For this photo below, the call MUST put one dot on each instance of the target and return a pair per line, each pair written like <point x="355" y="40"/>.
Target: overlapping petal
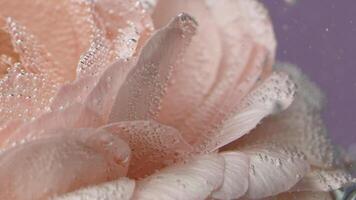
<point x="62" y="163"/>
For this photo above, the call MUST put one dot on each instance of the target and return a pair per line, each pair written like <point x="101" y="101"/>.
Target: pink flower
<point x="114" y="99"/>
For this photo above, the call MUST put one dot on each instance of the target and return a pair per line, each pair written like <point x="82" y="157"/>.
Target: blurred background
<point x="320" y="37"/>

▬▬▬▬▬▬

Try it:
The response should contain every record above exactly as written, and none of the pictures.

Task solution:
For this photo below, the call MUST put one dot on each instance of the target and return a pair per line, each pair written like <point x="355" y="40"/>.
Target: overlapping petal
<point x="62" y="163"/>
For this photo above, the call MUST put one dot on each instance of the target and return a pair per line, each pair written like <point x="101" y="101"/>.
Target: pink flower
<point x="114" y="99"/>
For this photo above, the call MUST put one dot on each instance of the target and return a pair per line, each pair written like <point x="82" y="157"/>.
Target: blurred background
<point x="320" y="37"/>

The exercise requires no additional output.